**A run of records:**
--- BEGIN ---

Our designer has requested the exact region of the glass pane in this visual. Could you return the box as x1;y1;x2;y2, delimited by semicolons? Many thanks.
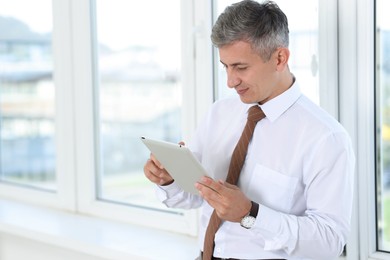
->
376;0;390;252
0;0;56;190
214;0;320;104
96;0;182;209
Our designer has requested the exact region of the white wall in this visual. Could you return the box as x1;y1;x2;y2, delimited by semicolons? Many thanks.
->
0;234;109;260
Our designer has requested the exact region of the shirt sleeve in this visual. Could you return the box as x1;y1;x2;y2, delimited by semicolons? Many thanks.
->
156;182;203;209
254;133;355;260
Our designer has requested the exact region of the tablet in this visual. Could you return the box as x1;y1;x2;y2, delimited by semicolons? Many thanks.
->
141;137;208;195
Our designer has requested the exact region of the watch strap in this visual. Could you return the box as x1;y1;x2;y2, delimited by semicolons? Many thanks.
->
249;201;259;218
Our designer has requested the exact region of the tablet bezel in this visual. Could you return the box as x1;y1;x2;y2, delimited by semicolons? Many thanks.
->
141;136;208;195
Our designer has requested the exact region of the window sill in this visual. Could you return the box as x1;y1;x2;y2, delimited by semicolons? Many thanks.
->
0;199;199;260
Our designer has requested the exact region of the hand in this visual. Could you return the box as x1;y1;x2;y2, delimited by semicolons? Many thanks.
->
144;154;173;186
195;177;252;222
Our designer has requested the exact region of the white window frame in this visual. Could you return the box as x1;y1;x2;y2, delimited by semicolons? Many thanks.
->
0;1;76;210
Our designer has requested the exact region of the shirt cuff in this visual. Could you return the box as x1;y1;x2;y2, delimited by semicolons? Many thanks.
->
256;204;298;254
156;182;183;202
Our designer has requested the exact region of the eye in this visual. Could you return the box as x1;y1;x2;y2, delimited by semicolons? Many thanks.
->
237;66;248;70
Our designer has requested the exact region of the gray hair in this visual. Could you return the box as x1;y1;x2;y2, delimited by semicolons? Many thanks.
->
211;0;289;61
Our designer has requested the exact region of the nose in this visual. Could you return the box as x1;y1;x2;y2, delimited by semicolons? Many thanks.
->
227;71;241;88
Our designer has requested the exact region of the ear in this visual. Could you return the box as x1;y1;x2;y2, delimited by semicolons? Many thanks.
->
275;48;290;71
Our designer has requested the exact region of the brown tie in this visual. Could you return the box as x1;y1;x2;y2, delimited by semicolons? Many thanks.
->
202;105;265;260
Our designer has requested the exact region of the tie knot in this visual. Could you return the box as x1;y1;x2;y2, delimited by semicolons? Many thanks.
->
248;105;265;123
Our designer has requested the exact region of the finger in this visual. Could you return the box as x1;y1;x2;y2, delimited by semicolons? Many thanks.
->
199;176;224;194
150;153;164;169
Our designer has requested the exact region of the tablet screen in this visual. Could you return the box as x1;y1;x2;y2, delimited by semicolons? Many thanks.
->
141;137;208;195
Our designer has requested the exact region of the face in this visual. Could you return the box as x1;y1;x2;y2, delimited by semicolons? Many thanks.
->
219;41;284;104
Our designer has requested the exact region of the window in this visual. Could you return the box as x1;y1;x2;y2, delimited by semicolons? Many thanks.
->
95;0;182;210
0;0;57;191
375;0;390;253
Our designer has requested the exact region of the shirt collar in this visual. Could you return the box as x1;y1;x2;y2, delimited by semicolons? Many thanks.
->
260;81;301;122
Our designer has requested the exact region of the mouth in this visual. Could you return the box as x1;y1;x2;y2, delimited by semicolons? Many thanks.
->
236;88;248;95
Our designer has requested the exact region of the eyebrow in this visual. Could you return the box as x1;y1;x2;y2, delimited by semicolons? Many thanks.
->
219;60;248;67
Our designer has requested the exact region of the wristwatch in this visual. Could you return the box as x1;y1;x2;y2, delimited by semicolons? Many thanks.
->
240;201;259;229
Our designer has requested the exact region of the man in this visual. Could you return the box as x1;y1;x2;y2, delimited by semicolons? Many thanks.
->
144;0;354;260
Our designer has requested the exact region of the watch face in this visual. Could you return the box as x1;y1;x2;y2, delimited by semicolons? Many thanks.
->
240;216;256;228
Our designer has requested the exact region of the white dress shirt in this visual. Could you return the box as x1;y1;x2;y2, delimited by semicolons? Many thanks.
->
157;83;355;260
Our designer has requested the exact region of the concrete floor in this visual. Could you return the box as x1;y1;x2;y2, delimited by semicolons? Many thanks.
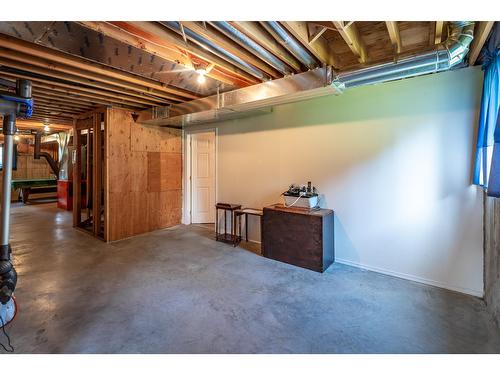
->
1;203;500;353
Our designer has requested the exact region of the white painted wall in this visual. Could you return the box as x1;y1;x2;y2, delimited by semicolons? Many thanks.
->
184;68;483;296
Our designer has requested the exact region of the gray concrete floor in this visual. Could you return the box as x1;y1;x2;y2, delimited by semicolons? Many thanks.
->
2;203;500;353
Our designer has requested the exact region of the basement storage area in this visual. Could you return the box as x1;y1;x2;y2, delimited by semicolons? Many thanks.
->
0;20;500;353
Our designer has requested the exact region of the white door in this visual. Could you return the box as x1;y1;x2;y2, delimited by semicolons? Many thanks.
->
191;132;215;223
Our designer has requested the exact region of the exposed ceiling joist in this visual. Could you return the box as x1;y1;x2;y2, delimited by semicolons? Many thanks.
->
180;21;281;78
280;21;339;67
469;21;495;65
0;71;146;108
109;21;258;86
229;21;302;72
385;21;402;53
79;21;246;86
0;34;198;99
307;24;328;44
16;119;73;130
332;21;368;63
434;21;444;44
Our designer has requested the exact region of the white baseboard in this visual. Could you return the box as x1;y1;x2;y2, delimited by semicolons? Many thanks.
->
335;258;484;298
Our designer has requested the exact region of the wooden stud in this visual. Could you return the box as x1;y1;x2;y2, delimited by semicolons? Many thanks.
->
280;21;340;68
0;49;176;103
469;21;495;65
182;22;282;78
332;21;368;63
229;21;302;72
109;21;260;85
70;120;82;227
385;21;402;53
434;21;444;44
0;34;199;99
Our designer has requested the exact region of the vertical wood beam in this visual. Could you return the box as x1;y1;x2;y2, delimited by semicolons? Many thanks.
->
332;21;367;63
71;120;82;227
434;21;444;44
92;112;102;237
385;21;402;53
469;21;495;65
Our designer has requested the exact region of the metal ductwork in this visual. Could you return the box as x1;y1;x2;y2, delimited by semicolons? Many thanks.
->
209;21;294;76
137;67;342;128
337;22;474;88
160;21;271;81
138;22;474;127
261;21;319;69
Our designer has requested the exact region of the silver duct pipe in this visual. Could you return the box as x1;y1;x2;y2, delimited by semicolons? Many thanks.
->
160;21;271;81
209;21;294;76
139;22;474;127
337;22;474;88
261;21;319;69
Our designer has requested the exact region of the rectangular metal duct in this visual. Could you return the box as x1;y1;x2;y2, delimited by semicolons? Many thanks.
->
138;66;342;127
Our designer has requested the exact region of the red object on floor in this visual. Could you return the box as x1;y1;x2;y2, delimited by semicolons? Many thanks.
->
57;180;86;211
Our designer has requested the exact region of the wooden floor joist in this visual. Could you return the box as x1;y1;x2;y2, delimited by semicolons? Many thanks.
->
0;71;159;108
0;49;181;103
0;34;199;100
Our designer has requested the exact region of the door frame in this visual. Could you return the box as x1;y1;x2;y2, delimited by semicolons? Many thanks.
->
182;127;219;225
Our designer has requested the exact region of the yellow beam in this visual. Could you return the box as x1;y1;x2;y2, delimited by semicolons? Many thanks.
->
332;21;367;63
385;21;402;53
469;21;495;65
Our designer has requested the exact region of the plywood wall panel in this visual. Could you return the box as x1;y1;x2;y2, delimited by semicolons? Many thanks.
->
107;108;182;241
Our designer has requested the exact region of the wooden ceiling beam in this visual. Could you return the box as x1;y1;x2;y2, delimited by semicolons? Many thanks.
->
280;21;340;68
78;21;249;87
469;21;495;65
109;21;260;86
0;34;199;100
16;119;72;130
229;21;302;72
385;21;402;53
0;47;183;103
332;21;368;63
181;21;283;78
434;21;444;44
0;67;158;107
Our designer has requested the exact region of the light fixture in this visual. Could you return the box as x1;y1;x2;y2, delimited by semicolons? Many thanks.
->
196;69;207;85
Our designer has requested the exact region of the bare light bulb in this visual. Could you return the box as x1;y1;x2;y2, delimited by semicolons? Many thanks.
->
196;69;207;85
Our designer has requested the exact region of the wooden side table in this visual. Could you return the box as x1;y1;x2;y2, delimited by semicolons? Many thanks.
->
234;208;263;242
215;203;241;246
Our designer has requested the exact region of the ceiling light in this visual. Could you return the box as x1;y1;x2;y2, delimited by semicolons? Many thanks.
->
196;69;207;84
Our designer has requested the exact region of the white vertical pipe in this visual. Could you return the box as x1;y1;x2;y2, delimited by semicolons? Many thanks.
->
0;134;14;245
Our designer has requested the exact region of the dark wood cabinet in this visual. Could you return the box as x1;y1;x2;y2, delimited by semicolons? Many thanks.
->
262;205;335;272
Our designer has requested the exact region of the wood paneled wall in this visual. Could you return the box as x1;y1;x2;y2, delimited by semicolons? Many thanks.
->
106;108;182;241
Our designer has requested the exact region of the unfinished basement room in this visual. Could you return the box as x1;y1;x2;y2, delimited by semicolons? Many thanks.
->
0;3;500;368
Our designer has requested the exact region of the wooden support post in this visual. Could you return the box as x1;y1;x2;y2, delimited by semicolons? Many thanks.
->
92;113;102;237
72;120;82;227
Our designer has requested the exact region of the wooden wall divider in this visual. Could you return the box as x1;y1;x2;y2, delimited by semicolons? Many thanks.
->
73;107;182;241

--- END ---

**INSTRUCTIONS FOR THE TASK:**
Reproduce word for word the part of the records that opens with the line containing "Our designer has requested the exact region of the metal" and closes with the line containing "182;127;219;225", keeping both of those lines.

**TASK RESPONSE:**
Our designer has requested the exact region of the metal ductwork in this visual. Could you return the box as x1;y1;x2;y2, delimited by semicolons? Many thanks.
->
209;21;294;76
137;67;342;128
337;22;474;88
160;21;271;81
138;22;474;127
261;21;319;69
Our designer has requested the exact region of the silver duct pipe in this visual. Could you return the box as x1;y1;x2;y2, delimited by semicolons? Many thanks.
->
160;21;271;81
209;21;294;76
139;22;474;127
337;22;474;88
261;21;319;69
Our designer has requested the exact region of the rectangular metal duct in this visual. Could you return the box as x1;y1;x2;y2, delimited by semicolons? Many thanks.
->
138;66;342;127
Our designer has requested the exact region of the red object on floor in this visual. Could you return the box as x1;y1;x2;y2, delimited by semicolons? Many thanks.
->
57;180;86;211
Our designer has requested the exact region of the wooden floor joist in this visual. Could you return the box as x1;y1;x2;y2, delimited by semicolons? Many thanks.
->
0;71;159;108
0;49;181;103
0;34;199;100
Our designer has requested the exact region of the door frame in this visual. Could you return the box as x1;y1;x2;y2, delimited by semicolons? Many thanks.
->
182;127;219;225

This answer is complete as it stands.